Give the number of lines in the data below that contain "metal", and only that number.

[PROVIDED DATA]

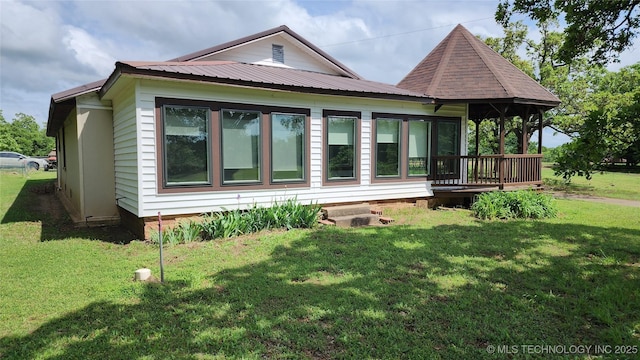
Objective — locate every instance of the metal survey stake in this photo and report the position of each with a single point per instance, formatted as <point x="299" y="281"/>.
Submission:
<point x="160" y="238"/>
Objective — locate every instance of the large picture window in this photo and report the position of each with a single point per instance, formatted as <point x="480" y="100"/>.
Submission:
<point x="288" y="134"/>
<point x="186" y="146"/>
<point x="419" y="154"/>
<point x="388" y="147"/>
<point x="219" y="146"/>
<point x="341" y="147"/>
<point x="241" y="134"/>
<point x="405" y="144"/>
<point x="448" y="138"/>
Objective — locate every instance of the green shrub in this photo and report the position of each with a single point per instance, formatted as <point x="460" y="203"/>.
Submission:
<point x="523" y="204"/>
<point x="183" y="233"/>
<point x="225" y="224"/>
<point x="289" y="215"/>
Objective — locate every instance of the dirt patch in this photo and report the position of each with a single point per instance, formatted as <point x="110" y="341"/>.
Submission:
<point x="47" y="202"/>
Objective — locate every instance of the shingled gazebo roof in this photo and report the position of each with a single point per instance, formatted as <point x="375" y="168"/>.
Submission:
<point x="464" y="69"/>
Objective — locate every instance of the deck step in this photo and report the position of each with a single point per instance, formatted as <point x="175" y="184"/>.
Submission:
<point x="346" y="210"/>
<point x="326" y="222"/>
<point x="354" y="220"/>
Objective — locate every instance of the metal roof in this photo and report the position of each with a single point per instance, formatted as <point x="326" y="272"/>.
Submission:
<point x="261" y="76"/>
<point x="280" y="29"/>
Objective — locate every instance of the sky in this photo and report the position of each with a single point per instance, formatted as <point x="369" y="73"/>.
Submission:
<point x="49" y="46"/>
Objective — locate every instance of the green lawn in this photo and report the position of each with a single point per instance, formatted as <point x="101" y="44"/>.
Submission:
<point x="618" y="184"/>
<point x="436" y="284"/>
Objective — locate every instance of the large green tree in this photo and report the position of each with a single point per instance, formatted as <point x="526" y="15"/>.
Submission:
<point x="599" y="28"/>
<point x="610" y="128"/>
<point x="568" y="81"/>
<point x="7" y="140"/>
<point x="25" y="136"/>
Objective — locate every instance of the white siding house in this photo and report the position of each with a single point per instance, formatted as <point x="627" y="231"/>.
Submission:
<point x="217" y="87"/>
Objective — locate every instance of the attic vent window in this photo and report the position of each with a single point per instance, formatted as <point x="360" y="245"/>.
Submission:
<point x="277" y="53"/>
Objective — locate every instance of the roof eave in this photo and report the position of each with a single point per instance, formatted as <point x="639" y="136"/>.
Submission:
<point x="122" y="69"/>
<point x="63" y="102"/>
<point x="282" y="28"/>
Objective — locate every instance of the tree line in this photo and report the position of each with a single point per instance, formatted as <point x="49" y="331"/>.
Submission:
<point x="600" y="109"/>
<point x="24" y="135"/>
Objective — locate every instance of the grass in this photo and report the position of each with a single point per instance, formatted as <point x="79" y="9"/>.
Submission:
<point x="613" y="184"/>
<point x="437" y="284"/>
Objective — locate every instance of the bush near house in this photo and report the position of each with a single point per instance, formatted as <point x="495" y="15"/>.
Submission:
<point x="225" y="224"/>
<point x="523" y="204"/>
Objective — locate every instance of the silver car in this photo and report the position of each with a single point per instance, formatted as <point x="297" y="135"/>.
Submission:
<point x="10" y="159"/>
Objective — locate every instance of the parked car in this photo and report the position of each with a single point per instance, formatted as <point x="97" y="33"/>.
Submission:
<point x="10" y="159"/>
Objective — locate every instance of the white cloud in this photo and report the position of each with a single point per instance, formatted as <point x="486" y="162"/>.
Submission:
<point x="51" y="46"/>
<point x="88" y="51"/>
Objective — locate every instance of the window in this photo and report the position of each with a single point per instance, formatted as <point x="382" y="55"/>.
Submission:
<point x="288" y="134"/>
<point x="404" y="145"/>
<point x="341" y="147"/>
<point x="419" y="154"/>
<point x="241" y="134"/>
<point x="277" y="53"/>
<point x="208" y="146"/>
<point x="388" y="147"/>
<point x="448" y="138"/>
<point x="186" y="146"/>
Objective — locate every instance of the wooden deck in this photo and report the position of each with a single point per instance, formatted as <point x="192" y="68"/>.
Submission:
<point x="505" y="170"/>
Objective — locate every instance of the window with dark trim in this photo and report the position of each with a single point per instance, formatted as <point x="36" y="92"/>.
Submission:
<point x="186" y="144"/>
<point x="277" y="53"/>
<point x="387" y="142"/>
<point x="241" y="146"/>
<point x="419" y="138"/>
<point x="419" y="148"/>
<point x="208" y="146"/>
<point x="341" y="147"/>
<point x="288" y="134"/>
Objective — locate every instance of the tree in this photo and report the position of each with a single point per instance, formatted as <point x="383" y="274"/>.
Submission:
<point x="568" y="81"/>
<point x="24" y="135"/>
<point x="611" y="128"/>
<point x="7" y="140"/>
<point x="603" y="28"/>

[/PROVIDED DATA]

▶ WRITTEN SOLUTION: 2